# Cockatiel tame, yet doesn't like to be petted?



## Flightless

I've had my cockatiel Aries for about 4 years now and he's a very friendly bird. Every time I come home, he always flies to my shoulder or on top of my head and talks to me haha.

One thing I've noticed though, is even though he is "tame", he has never enjoyed being petted that much. I see videos of people petting their tiels on the head or back and mine doesn't seem to enjoy it that much and tries to move else where.

Are some tiels just that way? Or is it something I can help him adapt to?


----------



## roxy culver

Some birds don't like to be touched like that. He's tame, it doesn't mean he wants to be pet. And a lot of tiels dispise having their wings or back touched at all, and I would avoid doing it because it can cause them to become hormonal (males step on a females back to mate.) You can try to accustome him to being touched, start with your lips on his neck and sneak fingers in there when you can, but don't be surprised if you get nipped at.


----------



## WhiskeyBird

I think it's really a personality thing; some birds like to be cuddled, some not so much. Whiskey likes having the feathers around the sides of his beak rubbed sometimes -- I just take my thumb and pointer finger and sort of "pinch" (very gently) by the sides of his beak. Maybe that would work?


----------



## Flightless

That's good, I never really forced my birds to do anything they never wanted to do (unless it's clipping their nails haha)

• _Provided material_:
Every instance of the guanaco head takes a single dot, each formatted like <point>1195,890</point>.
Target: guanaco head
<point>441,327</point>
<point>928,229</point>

• _What is needed_:
Continue the cockatiel petting thread from the point where it stops. This listing was taken from an unrelated source.

• _Response below_:
I have a parakeet I bought right before my cockatiel that isn't completely tame. I didn't know at the time, but I bought him from a local pet store and I believe he was wild caught so he doesn't trust people as much. He still flies on my head and shoulder, but he doesn't like being handled like my cockatiel does.


----------



## CaliTiels

Beaker's a good tame bird but absolutely hates getting petted. It's really a personal preference


----------



## KerriMac0216

I had a tiel for 20 years could never touch her....she had to come out of cage alone....then flat hand she would come on me...then all I was aloud to to was kiss her not untill she was in her end time 28yrs and sick would she let me touch her....Try not to take it personal some birds are just set in their ways


----------



## Flightless

I try not to take it personally, I see it similar to how some of my cats are. I have one that absolutely HATES being handled, but the other is always begging you to pick him up.

I guess it all comes down to the bird's individual personality?


----------



## moonchild

Yeah, it's just an individual thing. Moon is super tame but acts like you're going to eat him if you try to give him scritches.


----------



## Renae

Our 3 newest Cockatiels, who are re-homes, are really friendly, but, they are not for being touched/cuddled/getting scritches, most of our other Cockatiels are super cuddly, but it doesn’t matter, I have found they are just much more independent.


----------



## vixen89

They all have their own personalities and preferences. Pico LOOOVVESSS head scritches and beak nuzzling, and will tolerate a head pat or chest pat once on a while but HATES having his back/wings/tail touched.
He will let me kiss him all over though.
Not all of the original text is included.